Supplied passage:
>> START
Position: General Manager at Harlowe
Industry Lineage: Messhall 2012, Eveleigh 2013, Harlowe 2014 – present
Called Out by: Karen Grill of Sassafras Saloon
Shout Outs: Julian Cox, Josh Goldman, Dave Kupchinsky, Dushan Zaric, Scott Baird & Josh Harris
Call Outs: Ben Scott & Zach Patterson
Los Angeles is home to some of the most incredible talent in the world. People flock from everywhere hoping to be a part of Hollywood and the hope of one day breaking into the world of entertainment. Passion is what has drawn them all here, and what helped create the brilliant surplus of gifted and incredible entrepreneurs that now have entrenched themselves into the culture that LA has to offer. Karen Grill of Sassafras Saloon introduced us to Chris Amirault, a Boston transplant with an inner comedian. His passion for acting brought him to LA, and his spirit to be great lead him to his current position at GM of Harlowe. We sat down with Chris, and here is what he shared with us.
>> END
Jobs:
**a.** Name each person listed under "Shout Outs" in the profile of the Harlowe general manager.
**b.** Extract from the listing every line that contains the string "building".

Given information:
>> START
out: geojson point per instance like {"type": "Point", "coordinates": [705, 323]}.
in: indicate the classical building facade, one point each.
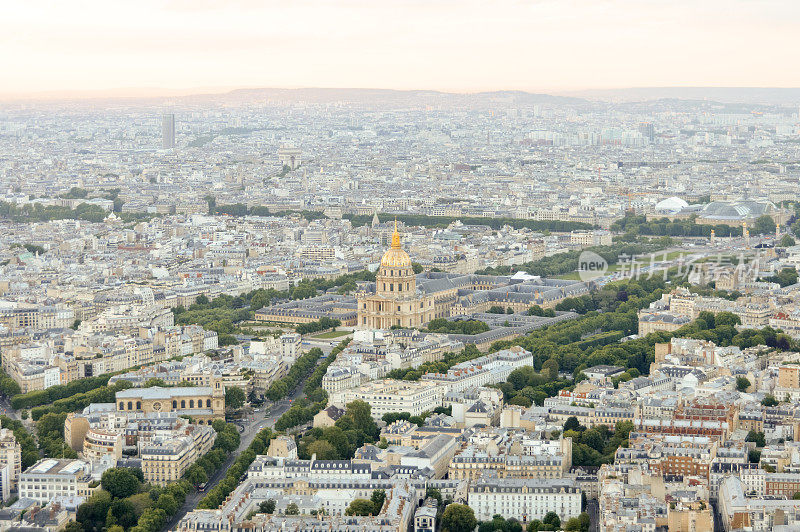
{"type": "Point", "coordinates": [201, 403]}
{"type": "Point", "coordinates": [396, 301]}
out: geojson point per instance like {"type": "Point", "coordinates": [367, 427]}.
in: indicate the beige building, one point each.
{"type": "Point", "coordinates": [10, 462]}
{"type": "Point", "coordinates": [166, 459]}
{"type": "Point", "coordinates": [396, 301]}
{"type": "Point", "coordinates": [201, 403]}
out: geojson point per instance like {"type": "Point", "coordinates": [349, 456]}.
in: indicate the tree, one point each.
{"type": "Point", "coordinates": [551, 518]}
{"type": "Point", "coordinates": [167, 503]}
{"type": "Point", "coordinates": [769, 400]}
{"type": "Point", "coordinates": [378, 498]}
{"type": "Point", "coordinates": [267, 507]}
{"type": "Point", "coordinates": [757, 437]}
{"type": "Point", "coordinates": [120, 482]}
{"type": "Point", "coordinates": [742, 383]}
{"type": "Point", "coordinates": [550, 369]}
{"type": "Point", "coordinates": [122, 513]}
{"type": "Point", "coordinates": [360, 507]}
{"type": "Point", "coordinates": [292, 509]}
{"type": "Point", "coordinates": [764, 225]}
{"type": "Point", "coordinates": [458, 518]}
{"type": "Point", "coordinates": [234, 397]}
{"type": "Point", "coordinates": [572, 423]}
{"type": "Point", "coordinates": [73, 526]}
{"type": "Point", "coordinates": [323, 450]}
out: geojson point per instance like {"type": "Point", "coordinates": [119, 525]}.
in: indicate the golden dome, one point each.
{"type": "Point", "coordinates": [395, 257]}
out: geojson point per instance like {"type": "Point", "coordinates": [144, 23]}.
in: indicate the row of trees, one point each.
{"type": "Point", "coordinates": [785, 277]}
{"type": "Point", "coordinates": [371, 506]}
{"type": "Point", "coordinates": [596, 446]}
{"type": "Point", "coordinates": [29, 452]}
{"type": "Point", "coordinates": [79, 401]}
{"type": "Point", "coordinates": [560, 226]}
{"type": "Point", "coordinates": [37, 212]}
{"type": "Point", "coordinates": [8, 386]}
{"type": "Point", "coordinates": [638, 225]}
{"type": "Point", "coordinates": [220, 492]}
{"type": "Point", "coordinates": [321, 324]}
{"type": "Point", "coordinates": [50, 432]}
{"type": "Point", "coordinates": [60, 391]}
{"type": "Point", "coordinates": [550, 521]}
{"type": "Point", "coordinates": [126, 502]}
{"type": "Point", "coordinates": [224, 313]}
{"type": "Point", "coordinates": [536, 310]}
{"type": "Point", "coordinates": [567, 262]}
{"type": "Point", "coordinates": [439, 366]}
{"type": "Point", "coordinates": [240, 209]}
{"type": "Point", "coordinates": [442, 325]}
{"type": "Point", "coordinates": [304, 409]}
{"type": "Point", "coordinates": [302, 367]}
{"type": "Point", "coordinates": [339, 442]}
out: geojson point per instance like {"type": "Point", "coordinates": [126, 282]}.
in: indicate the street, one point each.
{"type": "Point", "coordinates": [260, 421]}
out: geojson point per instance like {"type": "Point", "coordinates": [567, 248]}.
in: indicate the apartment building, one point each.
{"type": "Point", "coordinates": [166, 458]}
{"type": "Point", "coordinates": [389, 395]}
{"type": "Point", "coordinates": [10, 462]}
{"type": "Point", "coordinates": [49, 478]}
{"type": "Point", "coordinates": [524, 499]}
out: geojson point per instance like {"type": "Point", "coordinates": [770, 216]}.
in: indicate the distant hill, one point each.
{"type": "Point", "coordinates": [750, 95]}
{"type": "Point", "coordinates": [393, 98]}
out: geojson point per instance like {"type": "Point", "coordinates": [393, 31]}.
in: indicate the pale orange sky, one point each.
{"type": "Point", "coordinates": [542, 45]}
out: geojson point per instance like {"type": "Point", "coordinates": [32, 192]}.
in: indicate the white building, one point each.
{"type": "Point", "coordinates": [524, 499]}
{"type": "Point", "coordinates": [50, 478]}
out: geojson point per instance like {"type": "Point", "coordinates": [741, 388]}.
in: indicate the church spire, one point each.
{"type": "Point", "coordinates": [395, 236]}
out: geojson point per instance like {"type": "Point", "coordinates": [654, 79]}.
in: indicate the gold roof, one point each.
{"type": "Point", "coordinates": [395, 257]}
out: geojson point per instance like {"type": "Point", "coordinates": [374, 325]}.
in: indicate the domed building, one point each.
{"type": "Point", "coordinates": [671, 205]}
{"type": "Point", "coordinates": [395, 301]}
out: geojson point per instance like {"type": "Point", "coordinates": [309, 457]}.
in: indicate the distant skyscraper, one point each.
{"type": "Point", "coordinates": [647, 130]}
{"type": "Point", "coordinates": [168, 131]}
{"type": "Point", "coordinates": [289, 156]}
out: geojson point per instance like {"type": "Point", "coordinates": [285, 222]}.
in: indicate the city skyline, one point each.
{"type": "Point", "coordinates": [535, 46]}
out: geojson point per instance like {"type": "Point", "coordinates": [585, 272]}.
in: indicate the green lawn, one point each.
{"type": "Point", "coordinates": [332, 334]}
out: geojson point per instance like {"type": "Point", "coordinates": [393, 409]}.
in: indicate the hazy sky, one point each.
{"type": "Point", "coordinates": [464, 45]}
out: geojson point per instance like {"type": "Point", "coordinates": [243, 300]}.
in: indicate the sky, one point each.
{"type": "Point", "coordinates": [55, 46]}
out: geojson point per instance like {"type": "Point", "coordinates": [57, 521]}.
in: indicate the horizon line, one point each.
{"type": "Point", "coordinates": [127, 93]}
>> END
List of solutions:
**a.** Julian Cox, Josh Goldman, Dave Kupchinsky, Dushan Zaric, Scott Baird, Josh Harris

**b.**
in: indicate the classical building facade, one point each.
in: indicate the beige building, one point each.
in: indicate the apartment building, one point each.
in: indicate the white building, one point each.
in: indicate the domed building, one point each.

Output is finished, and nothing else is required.